* **EXCERPT**:
# Wine Yeast: free to good home.



## Lyrebird_Cycles (17/3/17)

I have four half kilo packs of wine yeast that aren't going to be used this vintage. They are leftovers from last year, still sealed and have a year to go on their use by dates. They've been kept under refrigeration since receipt.

Two packs are R / HST (excellent for riesling, useless to me given that we don't have any riesling), two packs are EC1118 (general purpose / PDM yeast. I prefer DV10 so I won't be using this).

Yours for the cost of postage from Beechworth, VIC.


----------



## Zorco (17/3/17)

Nice,

I went to Wooragee primary school. The shed we built with the two dams was on the corner of star lane and fanning and mum worked in Beechworth.... All well before it became a popular place. 

No need for big quantities of yeast for me though. My super high gravity experiment is finally slowing down.


----------



## Yob (17/3/17)

Lyrebird_Cycles said:


> I have four half kilo packs of wine yeast that aren't going to be used this vintage. They are leftovers from last year, still sealed and have a year to go on their use by dates. They've been kept under refrigeration since receipt.
> 
> Two packs are R / HST (excellent for riesling, useless to me given that we don't have any riesling), two packs are EC1118 (general purpose / PDM yeast. I prefer DV10 so I won't be using this).
> 
> Yours for the cost of postage from Beechworth, VIC.


interested in the EC.. been using it as companion pitching with very promising results..

me.. me.. me...


----------



## Mardoo (18/3/17)

And I'd be interested in one of the packs of Riesling yeast!


----------



## sp0rk (18/3/17)

If yob doesn't take both EC's I'd love one


----------



## Lyrebird_Cycles (18/3/17)

No worries, please PM with postage address and I'll send them Monday.


----------



## timmi9191 (18/3/17)

Love the generosity of the forum.. 

In a profit driven world i love this shit. Was somewhat choked to see my old mashtun proudly displayed by a fellow brewer and his resulting beers

Brewon!!


----------

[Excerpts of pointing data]
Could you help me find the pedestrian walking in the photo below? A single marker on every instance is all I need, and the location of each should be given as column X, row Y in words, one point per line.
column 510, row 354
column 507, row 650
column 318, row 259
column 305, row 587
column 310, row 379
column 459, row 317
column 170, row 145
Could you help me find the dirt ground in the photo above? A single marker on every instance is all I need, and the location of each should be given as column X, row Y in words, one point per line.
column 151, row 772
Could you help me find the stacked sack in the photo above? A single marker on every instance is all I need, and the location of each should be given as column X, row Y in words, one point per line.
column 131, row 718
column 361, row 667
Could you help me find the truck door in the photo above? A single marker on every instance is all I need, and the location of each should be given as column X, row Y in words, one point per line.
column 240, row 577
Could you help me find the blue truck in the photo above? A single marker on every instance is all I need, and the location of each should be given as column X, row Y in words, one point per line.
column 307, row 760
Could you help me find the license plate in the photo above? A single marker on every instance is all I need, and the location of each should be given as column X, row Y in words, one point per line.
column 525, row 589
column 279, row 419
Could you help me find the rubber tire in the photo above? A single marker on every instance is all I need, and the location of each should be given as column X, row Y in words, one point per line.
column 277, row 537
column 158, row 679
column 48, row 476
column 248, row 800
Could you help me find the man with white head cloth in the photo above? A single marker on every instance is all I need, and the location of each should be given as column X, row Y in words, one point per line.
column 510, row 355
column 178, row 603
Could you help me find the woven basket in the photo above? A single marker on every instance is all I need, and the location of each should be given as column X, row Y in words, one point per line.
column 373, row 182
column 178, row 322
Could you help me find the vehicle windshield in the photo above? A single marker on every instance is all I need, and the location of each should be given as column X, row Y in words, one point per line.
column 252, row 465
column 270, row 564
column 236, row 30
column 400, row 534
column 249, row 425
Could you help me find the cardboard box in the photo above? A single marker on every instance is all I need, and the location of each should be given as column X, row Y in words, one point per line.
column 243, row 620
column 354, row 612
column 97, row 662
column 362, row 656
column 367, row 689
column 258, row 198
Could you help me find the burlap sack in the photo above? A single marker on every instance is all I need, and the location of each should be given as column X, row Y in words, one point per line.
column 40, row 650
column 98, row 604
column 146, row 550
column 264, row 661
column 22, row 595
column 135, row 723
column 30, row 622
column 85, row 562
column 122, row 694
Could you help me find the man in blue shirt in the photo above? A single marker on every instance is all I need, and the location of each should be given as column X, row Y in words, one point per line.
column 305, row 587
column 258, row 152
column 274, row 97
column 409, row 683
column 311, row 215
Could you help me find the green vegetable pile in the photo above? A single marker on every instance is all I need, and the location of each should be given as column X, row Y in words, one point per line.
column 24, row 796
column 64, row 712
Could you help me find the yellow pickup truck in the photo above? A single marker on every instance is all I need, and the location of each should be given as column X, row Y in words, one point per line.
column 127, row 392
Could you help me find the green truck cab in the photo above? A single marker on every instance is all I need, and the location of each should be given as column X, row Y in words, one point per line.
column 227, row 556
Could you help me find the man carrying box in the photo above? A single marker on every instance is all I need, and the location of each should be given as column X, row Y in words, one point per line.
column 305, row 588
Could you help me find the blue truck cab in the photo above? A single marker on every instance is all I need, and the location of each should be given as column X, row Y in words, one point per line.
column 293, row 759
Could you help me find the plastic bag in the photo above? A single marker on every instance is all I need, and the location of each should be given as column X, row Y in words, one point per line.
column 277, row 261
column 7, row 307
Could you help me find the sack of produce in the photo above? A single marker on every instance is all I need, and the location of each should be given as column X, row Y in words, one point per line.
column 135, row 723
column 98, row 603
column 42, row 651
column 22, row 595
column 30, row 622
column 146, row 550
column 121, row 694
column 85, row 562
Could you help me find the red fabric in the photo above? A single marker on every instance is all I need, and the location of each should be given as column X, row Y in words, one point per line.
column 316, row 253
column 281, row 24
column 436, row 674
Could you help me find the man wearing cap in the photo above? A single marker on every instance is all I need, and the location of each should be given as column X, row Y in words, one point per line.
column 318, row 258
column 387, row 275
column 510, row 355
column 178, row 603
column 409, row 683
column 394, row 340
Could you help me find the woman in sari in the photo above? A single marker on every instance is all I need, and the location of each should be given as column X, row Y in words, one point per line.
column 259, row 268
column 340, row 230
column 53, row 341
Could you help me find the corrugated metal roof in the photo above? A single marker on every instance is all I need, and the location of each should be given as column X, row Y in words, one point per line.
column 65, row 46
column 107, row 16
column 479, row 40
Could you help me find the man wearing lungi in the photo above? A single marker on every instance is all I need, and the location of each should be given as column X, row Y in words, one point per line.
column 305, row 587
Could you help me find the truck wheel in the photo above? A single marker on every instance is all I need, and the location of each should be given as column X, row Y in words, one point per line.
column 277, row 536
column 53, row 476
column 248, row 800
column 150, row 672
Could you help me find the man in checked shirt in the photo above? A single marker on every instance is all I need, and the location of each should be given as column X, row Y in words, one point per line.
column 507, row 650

* **GOALS**:
[1] Answer these questions about the wine yeast thread:
(a) How many half-kilo packs of EC1118 are on offer?
(b) Which primary school did Zorco attend?
(c) What does Yob say he has been using the EC for?
[2] Duplicate the part of the listing that opens with the line containing "Could you help me find the man wearing lungi" and closes with the line containing "column 150, row 672".

* **ANSWERS**:
[1]
(a) Two.
(b) Wooragee primary school.
(c) Companion pitching.

[2]
Could you help me find the man wearing lungi in the photo above? A single marker on every instance is all I need, and the location of each should be given as column X, row Y in words, one point per line.
column 305, row 587
Could you help me find the truck wheel in the photo above? A single marker on every instance is all I need, and the location of each should be given as column X, row Y in words, one point per line.
column 277, row 536
column 53, row 476
column 248, row 800
column 150, row 672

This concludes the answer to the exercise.